Selected passage |
###

Thursday 6 October 2011

AAAAAAACKKKKKKKKK!!!!!!!!!

(Warning, extreme length ahead. Please read this post in parts, if at all. )

It has been so long since I've arrived!!
Two weeks and five days is like three months in Canada World Youth time, so I'll do my very best to make up for my lack of blogging. My reason, or excuse I suppose, is the lack of computer technology I have available to me... But I will make time nonetheless. To be honest, I wanted to be settled out of limbo before I started tackling the blog, so here I am!

My counterpart and host family ROCK. It took forever to find us a place to stay though, and we only moved in on Sunday (hence the limbo). Jessica (my host mom) is an English teacher and her boyfriend Corey teaches people to be pilots. They're great. Young, stick to home cooked meals, and like my music taste! I couldn't ask for more. (Plus, they have nice smelling hand soap. I really don't ask for much.) I will post photos and videos very soon!

Sharon, my counterpart, is like my better half and mother rolled all into one. We've shared a bed since the beginning, so personal space is an unheard of concept. She's from a small village but went to boarding school in the capital city for most of her school life, like a lot of the Ghanaians. She's crazy independent, headstrong, and basically tuts lovingly around reminding me to do this and that. She also has some of the most beautiful black eyes I've ever witnessed... which gently leads us into my next topic:

The gorgeously exotic Ghanaians.

###

Dataset excerpts |
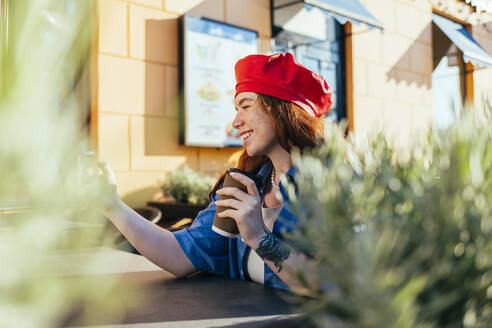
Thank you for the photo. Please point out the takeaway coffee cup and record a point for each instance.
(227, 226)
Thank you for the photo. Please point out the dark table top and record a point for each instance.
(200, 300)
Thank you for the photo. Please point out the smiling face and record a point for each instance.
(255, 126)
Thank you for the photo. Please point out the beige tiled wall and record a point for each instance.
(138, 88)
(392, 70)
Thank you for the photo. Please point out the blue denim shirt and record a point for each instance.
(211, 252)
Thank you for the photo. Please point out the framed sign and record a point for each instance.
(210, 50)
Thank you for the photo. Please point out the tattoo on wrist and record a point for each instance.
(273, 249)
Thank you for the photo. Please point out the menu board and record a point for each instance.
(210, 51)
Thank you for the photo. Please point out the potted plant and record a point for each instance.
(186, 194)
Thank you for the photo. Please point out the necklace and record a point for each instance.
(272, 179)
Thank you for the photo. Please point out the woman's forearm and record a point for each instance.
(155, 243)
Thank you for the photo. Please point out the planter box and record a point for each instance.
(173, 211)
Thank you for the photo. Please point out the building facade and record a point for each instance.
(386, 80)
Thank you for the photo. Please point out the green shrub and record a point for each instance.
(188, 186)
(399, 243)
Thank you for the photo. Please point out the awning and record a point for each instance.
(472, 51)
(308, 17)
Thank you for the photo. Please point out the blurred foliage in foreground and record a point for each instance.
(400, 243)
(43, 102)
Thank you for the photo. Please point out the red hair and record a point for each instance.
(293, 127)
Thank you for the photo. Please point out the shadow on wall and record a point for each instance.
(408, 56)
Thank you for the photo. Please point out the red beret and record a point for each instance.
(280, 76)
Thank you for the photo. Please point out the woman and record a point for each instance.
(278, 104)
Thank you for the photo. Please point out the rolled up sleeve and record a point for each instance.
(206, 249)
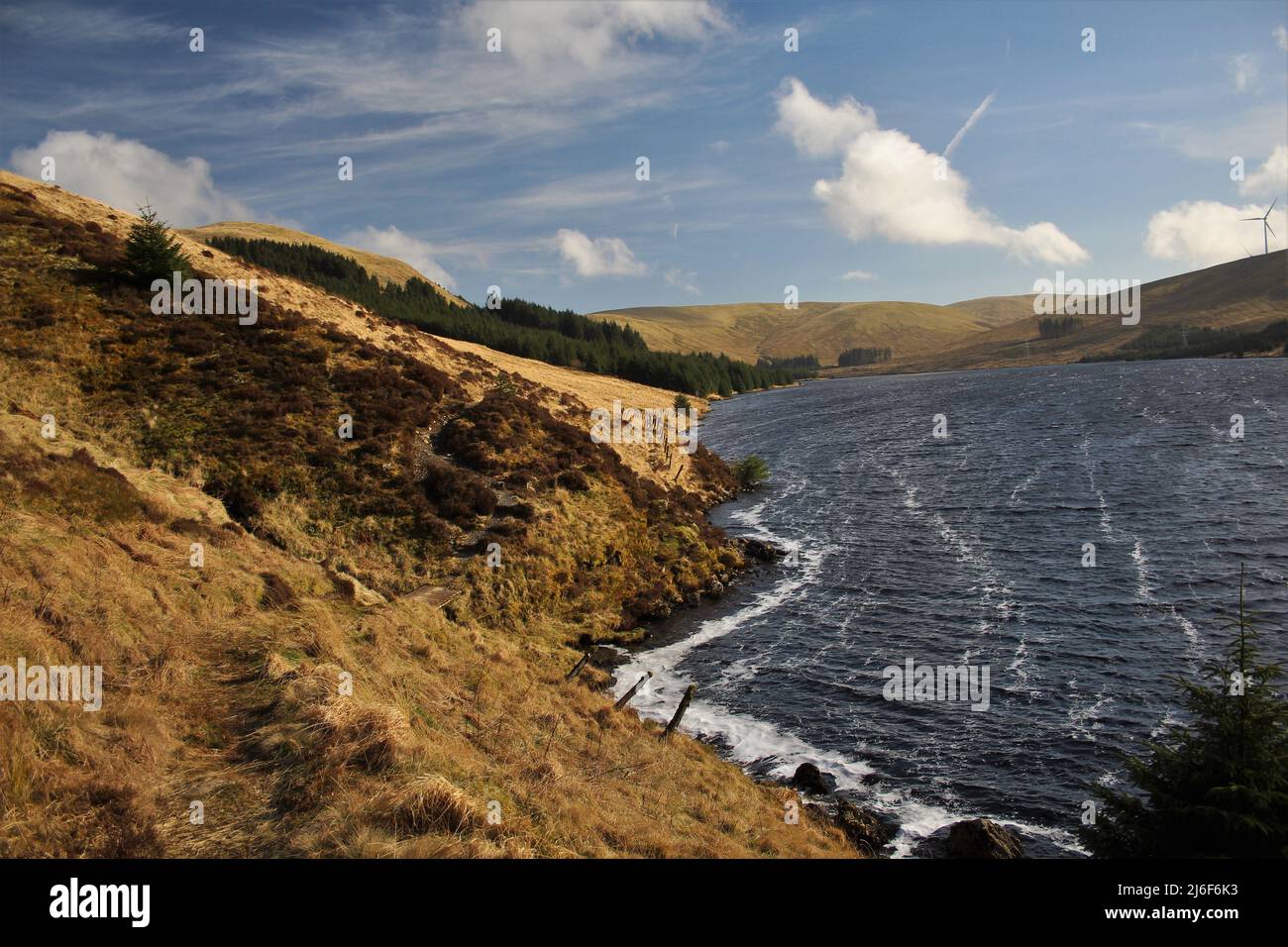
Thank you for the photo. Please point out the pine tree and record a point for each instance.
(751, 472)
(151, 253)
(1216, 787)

###

Requests |
- 1) Translate this sentence from the blog post about the Canada World Youth stay into Spanish: "Jessica (my host mom) is an English teacher and her boyfriend Corey teaches people to be pilots."
- 2) Carry the blog post about the Canada World Youth stay forward from its final line, writing the next paragraph or two in the same voice.

Responses for each task |
- 1) Jessica (mi madre anfitriona) es profesora de inglés y su novio Corey enseña a la gente a ser pilotos.

- 2)
If I thought it was difficult coming to school in Canada where I was self-conscious about being a scrawny, awkward, pale female, this trip has basically caused me a miniature meltdown. The Ghanaian girls include Mary, Lokita, Priscilla, Chris and Sharon. Three of those five girls have beautifully braided hair down to their waists that put the rarity of their names to shame. Not to mention every one of them have warm cocoa skin, angular, delicate faces, full, wide-set mouths and the kind of hips that would make fun of my hips in middle school, and pick my hips last for soccer, and throw food at my hips while.. you get the point. I show up each day with hair that looks like an angry luffa resting on my head and pain in my heart that I will never be a black woman.

But it is a reality I must face.

Even one of the Ghanaian boys pointed it out.. "The women here are... shapeless."
In my defensive mind I retorted, "FLAT IS A SHAPE!!"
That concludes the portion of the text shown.